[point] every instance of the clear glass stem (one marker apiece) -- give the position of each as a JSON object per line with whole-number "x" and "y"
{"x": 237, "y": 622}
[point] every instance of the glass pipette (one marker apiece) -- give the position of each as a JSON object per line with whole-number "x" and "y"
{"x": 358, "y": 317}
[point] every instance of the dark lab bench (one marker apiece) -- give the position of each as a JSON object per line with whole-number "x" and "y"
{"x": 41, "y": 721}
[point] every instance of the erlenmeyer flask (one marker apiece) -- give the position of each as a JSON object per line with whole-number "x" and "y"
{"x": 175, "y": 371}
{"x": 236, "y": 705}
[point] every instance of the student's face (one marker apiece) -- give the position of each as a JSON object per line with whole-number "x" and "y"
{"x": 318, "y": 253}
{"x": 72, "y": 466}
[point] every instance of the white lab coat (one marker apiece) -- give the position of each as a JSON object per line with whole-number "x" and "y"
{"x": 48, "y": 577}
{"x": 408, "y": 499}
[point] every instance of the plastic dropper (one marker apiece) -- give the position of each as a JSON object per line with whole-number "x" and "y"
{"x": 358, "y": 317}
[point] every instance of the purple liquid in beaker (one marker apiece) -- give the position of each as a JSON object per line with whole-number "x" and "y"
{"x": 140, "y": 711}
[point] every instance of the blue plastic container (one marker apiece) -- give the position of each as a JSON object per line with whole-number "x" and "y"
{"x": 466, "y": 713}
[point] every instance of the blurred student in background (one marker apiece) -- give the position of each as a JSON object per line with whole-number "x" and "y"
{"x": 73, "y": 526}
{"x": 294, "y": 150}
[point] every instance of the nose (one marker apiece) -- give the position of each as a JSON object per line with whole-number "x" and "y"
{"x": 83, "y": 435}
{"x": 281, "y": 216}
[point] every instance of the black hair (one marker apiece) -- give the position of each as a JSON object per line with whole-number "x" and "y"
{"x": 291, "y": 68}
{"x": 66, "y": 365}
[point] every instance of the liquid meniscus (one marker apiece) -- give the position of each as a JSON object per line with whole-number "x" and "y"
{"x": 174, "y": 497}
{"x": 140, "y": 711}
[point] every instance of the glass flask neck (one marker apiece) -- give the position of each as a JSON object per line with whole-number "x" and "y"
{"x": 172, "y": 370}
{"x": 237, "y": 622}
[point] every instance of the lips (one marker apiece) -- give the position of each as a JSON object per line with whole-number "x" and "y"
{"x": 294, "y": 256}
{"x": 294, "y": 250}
_____
» PROBLEM TO SOLVE: Rewrite all the records above, putting "a single marker for each" in place of "one marker apiece" each time it occurs and leaving everything else unchanged.

» REPLY TO THE EXERCISE:
[point] every instance of the clear glass stem (a single marker for each) -- give the position of each as a JSON object per line with whole-number "x" and "y"
{"x": 237, "y": 622}
[point] every instance of the glass pipette (a single marker for each) -- give the position of each as a JSON object per line with whole-number "x" and "y"
{"x": 358, "y": 317}
[point] every instance of the dark lab bench (a single marker for each) -- give the position of each as a JSON object per line with whole-number "x" and "y"
{"x": 41, "y": 721}
[point] every instance of the erlenmeyer flask (a single marker for each) -- give the position of each as a JSON object per line with whole-number "x" and "y"
{"x": 175, "y": 371}
{"x": 236, "y": 705}
[point] every instance of the student's face (a single marker for each) -- give the position of each as a JSON object per line with whole-number "x" and "y"
{"x": 318, "y": 253}
{"x": 72, "y": 466}
[point] every instance of the white lab coat (a single marker for each) -- give the position of each as a JSON object per line with whole-number "x" and "y"
{"x": 48, "y": 577}
{"x": 408, "y": 499}
[point] every instance of the plastic dropper (a single marker for each) -- give the position of each as a JSON object per line with whole-number "x" and "y"
{"x": 358, "y": 317}
[point] every instance of the purple liquid in beaker (a single marker for each) -- give the position of each as a JSON object per line with whole-number "x" and "y"
{"x": 140, "y": 711}
[point] every instance of the blue plastic container (a single marker for each) -- give the position of each as a JSON object per line with whole-number "x" and "y"
{"x": 466, "y": 713}
[point] every instance of the blurred student in background (a single marker for each) -- give the position of each as a JSON object per line with whole-number "x" and "y"
{"x": 73, "y": 526}
{"x": 294, "y": 150}
[point] every instance of the nose (a single marker for each) -- give the position of each as a JSON object per line with whole-number "x" and "y"
{"x": 83, "y": 435}
{"x": 281, "y": 216}
[point] every instance of the black hair (a single marker for each) -- give the position of each as a JSON object per line with whole-number "x" and "y"
{"x": 291, "y": 68}
{"x": 66, "y": 365}
[point] every instance of the liquid meniscus (a single marker for each) -- give the position of each as a JSON object per line with whole-number "x" and "y"
{"x": 174, "y": 497}
{"x": 140, "y": 711}
[point] every instance of the glass flask neck (a single marker for each) -- give the position of each as a JSON object per line with whole-number "x" and "y"
{"x": 172, "y": 370}
{"x": 237, "y": 622}
[point] every instance of the lips (a single marker for each) -- give the position of each as a JSON object per line with whole-number "x" and "y"
{"x": 294, "y": 256}
{"x": 294, "y": 250}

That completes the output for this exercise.